[Region pointing data]
=== Section Start ===
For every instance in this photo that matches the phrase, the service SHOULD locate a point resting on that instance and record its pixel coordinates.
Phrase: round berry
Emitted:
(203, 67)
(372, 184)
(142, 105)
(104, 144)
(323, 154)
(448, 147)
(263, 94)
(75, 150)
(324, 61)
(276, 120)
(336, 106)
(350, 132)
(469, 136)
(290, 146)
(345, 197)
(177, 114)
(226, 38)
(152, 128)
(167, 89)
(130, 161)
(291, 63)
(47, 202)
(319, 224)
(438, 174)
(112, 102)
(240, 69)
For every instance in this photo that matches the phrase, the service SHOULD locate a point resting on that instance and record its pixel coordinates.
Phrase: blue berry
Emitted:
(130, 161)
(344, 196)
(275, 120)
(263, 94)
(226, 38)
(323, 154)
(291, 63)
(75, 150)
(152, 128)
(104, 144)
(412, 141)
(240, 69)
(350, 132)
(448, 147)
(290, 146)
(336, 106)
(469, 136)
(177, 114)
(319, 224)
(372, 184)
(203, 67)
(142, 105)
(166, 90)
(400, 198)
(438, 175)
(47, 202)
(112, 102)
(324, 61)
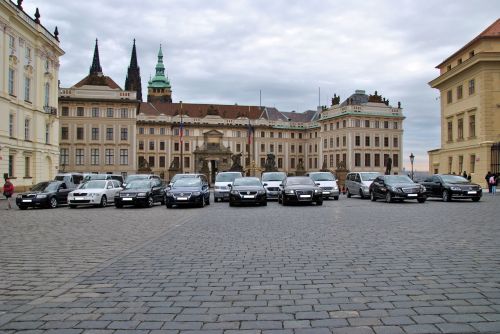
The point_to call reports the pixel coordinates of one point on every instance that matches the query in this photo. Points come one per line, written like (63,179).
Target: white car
(95,193)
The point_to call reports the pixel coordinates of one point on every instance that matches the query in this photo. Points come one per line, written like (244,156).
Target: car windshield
(300,181)
(395,179)
(322,176)
(94,184)
(138,184)
(453,179)
(187,182)
(226,177)
(369,176)
(247,181)
(275,176)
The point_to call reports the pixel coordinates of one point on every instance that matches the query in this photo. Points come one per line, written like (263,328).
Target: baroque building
(29,68)
(469,82)
(98,122)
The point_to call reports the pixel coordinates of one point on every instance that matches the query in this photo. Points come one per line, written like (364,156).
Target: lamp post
(412,159)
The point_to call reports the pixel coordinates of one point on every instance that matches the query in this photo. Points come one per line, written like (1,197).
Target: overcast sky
(226,51)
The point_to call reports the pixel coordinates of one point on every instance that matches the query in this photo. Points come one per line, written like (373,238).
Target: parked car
(247,190)
(141,193)
(300,189)
(48,194)
(221,189)
(95,193)
(358,183)
(271,182)
(396,187)
(450,187)
(188,191)
(116,177)
(327,182)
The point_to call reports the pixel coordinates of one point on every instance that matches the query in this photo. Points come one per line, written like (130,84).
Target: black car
(48,194)
(247,190)
(396,187)
(300,189)
(188,191)
(141,193)
(450,187)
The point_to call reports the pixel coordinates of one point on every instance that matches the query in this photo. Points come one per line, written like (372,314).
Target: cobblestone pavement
(349,266)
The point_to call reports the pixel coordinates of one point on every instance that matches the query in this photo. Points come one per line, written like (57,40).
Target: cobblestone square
(349,266)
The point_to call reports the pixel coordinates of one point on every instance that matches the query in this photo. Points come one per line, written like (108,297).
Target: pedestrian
(493,183)
(487,178)
(8,190)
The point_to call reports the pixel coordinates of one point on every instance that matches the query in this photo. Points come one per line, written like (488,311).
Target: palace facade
(469,85)
(29,72)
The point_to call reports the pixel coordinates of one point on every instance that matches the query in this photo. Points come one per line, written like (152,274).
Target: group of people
(492,181)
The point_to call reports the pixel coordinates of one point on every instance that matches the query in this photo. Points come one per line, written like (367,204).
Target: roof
(97,80)
(493,31)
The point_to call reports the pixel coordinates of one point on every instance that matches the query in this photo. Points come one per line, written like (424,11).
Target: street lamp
(412,158)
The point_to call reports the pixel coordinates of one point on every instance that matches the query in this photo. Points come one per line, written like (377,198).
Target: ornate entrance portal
(212,156)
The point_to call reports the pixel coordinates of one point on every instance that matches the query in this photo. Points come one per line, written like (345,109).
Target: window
(460,92)
(79,133)
(27,129)
(11,125)
(109,133)
(64,157)
(27,166)
(472,86)
(472,126)
(450,131)
(123,156)
(367,160)
(357,159)
(27,88)
(95,134)
(123,134)
(79,156)
(11,81)
(460,129)
(109,156)
(64,133)
(94,156)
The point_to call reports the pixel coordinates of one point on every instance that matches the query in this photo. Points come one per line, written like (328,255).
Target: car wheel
(53,203)
(446,196)
(104,201)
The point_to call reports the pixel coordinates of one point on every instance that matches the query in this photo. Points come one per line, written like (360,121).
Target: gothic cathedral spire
(133,80)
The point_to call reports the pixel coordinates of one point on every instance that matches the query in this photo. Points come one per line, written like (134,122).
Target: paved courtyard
(349,266)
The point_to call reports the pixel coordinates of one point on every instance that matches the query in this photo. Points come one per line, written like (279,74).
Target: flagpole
(181,143)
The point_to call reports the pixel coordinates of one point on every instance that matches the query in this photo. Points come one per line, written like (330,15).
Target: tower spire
(96,64)
(133,79)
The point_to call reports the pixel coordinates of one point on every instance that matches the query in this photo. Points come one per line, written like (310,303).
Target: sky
(296,53)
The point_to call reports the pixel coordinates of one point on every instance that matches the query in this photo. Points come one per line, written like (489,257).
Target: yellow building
(469,85)
(29,72)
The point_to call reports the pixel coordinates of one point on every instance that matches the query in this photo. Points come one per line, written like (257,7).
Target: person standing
(8,190)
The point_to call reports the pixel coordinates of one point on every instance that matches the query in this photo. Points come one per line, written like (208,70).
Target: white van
(221,190)
(327,182)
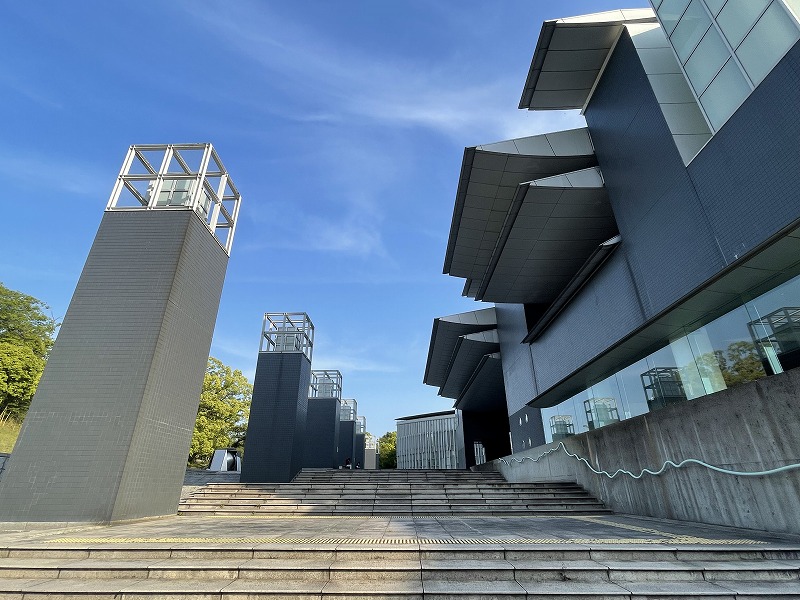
=== Section End ===
◆ WHAT NEEDS TO BE DONE ◆
Repeat each entry above exactly. Omit the pictures.

◆ RESULT OF THIS EXERCISE ◆
For every instance in this photo that matches the phrase, the service SHOULD locate a point resting on that instance and record its pixel coordinates.
Phrase: round berry
Emitted:
(203, 67)
(372, 184)
(142, 105)
(104, 144)
(323, 154)
(448, 147)
(263, 94)
(75, 150)
(324, 61)
(276, 120)
(336, 106)
(350, 132)
(469, 136)
(290, 146)
(345, 197)
(177, 114)
(226, 38)
(152, 128)
(167, 89)
(130, 161)
(291, 63)
(47, 202)
(319, 224)
(438, 174)
(112, 102)
(240, 69)
For every instance in this photo that matches the phrase, the service SHOULD locate a point resting on that instance and record its pixel coordinates.
Phrase: blue berry
Emitted:
(130, 161)
(344, 196)
(275, 120)
(263, 94)
(226, 38)
(323, 154)
(291, 63)
(75, 150)
(152, 128)
(104, 144)
(412, 141)
(240, 69)
(350, 132)
(448, 147)
(290, 146)
(336, 106)
(469, 136)
(177, 114)
(319, 224)
(372, 184)
(203, 67)
(142, 105)
(166, 90)
(400, 198)
(438, 175)
(47, 202)
(112, 102)
(324, 61)
The point_to call reports the pixel coordinates of one point on every instance that matches the query in this photo. Points come one per line, written like (63,179).
Target: white car
(95,193)
The point_to call reports the pixel coordinates of one point on every instance that matches the query in this photo. Points come one per line, written like (244,156).
Target: car windshield
(300,181)
(395,179)
(322,176)
(94,184)
(138,184)
(453,179)
(187,182)
(226,177)
(369,176)
(247,181)
(275,176)
The point_to call reports the pixel coordinates of one point on every instance that matches the query in this photo. Points come one per line, written like (263,328).
Target: baroque building
(29,68)
(469,82)
(98,122)
The point_to call reports the pixel coordinates of one point on every instance that matches the query in this photo. Points come one per line, written like (364,156).
Target: lamp post
(412,159)
The point_to call reports the pixel coordinates of one point on every instance that matches the query in this photo. Points come one per line, written like (1,197).
Target: overcast sky
(226,51)
The point_to call reports the pixel coordinates of one point on every instance that matches the query in this photo. Points come one per line, written like (373,238).
Target: parked car
(247,190)
(141,193)
(300,189)
(48,194)
(221,189)
(95,193)
(358,183)
(271,182)
(396,187)
(450,187)
(188,191)
(116,177)
(327,182)
The point_to call reports the pixel coordinates of one point on every instance that matches the query in this photo. Points come one per line, written like (130,84).
Target: black car
(48,194)
(247,190)
(396,187)
(300,189)
(188,191)
(141,193)
(450,187)
The point_to call reports the pixel coordinates of one point on every instance that matches the query in this photo. Points come one per line, written like (372,314).
Target: cobblestone pavement
(349,266)
The point_to call reports the pixel coordinates of one point on every instance that matches the query in this photo. Points come one per line, written like (57,40).
Target: cobblestone square
(349,266)
The point_to call reports the pixel coordinates of one point on every instance that matches the query in this photo. Points come one per line, written like (108,297).
Target: pedestrian
(493,183)
(487,178)
(8,190)
The point_to call reports the pixel coordinates of one point on every instance that matches the query in this photo. Points come one per line, written like (488,311).
Target: palace facade
(469,85)
(29,72)
The point_to call reports the pixel coordinates of one point on every instance that matches the query in this photo. Points come one per line, written like (152,274).
Target: group of people
(492,181)
The point_to call reports the pixel coordinates of one point on every instance that matches the query in this photo. Points come one per line, written like (367,204).
Target: roof
(97,80)
(493,31)
The point_to call reports the pixel coordinates of one point on every instance that matches the query in this photo. Points come one per line, written like (424,11).
Target: street lamp
(412,158)
The point_to call reports the pixel coordinates of one point on every instance that matches the query in this photo. Points come one per line, written like (377,198).
Target: ornate entrance portal
(212,156)
The point_to call reports the pixel coordinates of one point on every instance that matches the query in this photo. Points come one per line, written like (345,109).
Target: window
(460,92)
(79,133)
(27,129)
(11,125)
(109,133)
(64,157)
(27,166)
(472,86)
(472,126)
(450,131)
(123,156)
(367,160)
(357,159)
(27,88)
(95,134)
(123,134)
(79,156)
(11,81)
(460,129)
(109,156)
(64,133)
(94,156)
The point_to call reports the pixel coordinates of one point on every instance that matches the query in this photo. Points come one per line, written like (328,255).
Target: car wheel
(53,203)
(446,196)
(104,201)
The point_to call reports the pixel coordinates of one point on every instance that matches the query in this photo. Points come one per line, written like (360,121).
Target: gothic cathedral spire
(133,80)
The point_to call reports the pixel coordinates of one point on every instance that matches the query in this photo. Points come one per line, written like (134,122).
Target: paved courtyard
(349,266)
The point_to call reports the pixel coordinates of one point on every instance that matches the query in this photo. Points come one per line, written like (279,74).
Target: flagpole
(181,143)
The point_to call reports the pixel coordinates of one point on every instance that matches the query in this photo. Points come one per line, written like (330,15).
Target: tower spire
(96,64)
(133,79)
The point_to call reports the pixel coordinates of one point on every instance that matches the query in this photo. Points come one per line, written like (310,303).
Target: sky
(296,53)
The point_to call reports the pixel coordinates of one point on every instance that matches the query in this photo. Points come one per line, written like (489,257).
Target: yellow building
(469,85)
(29,72)
The point_to call reports the pixel coordinates of one point on every instance that matches the query in this photo. Points come one per line, written like (257,7).
Target: person standing
(8,190)
The point_to call reports the pixel coordinates of one point on every instance that matches the query in this photo. Points come one per line, written like (208,70).
Target: white van
(221,190)
(327,182)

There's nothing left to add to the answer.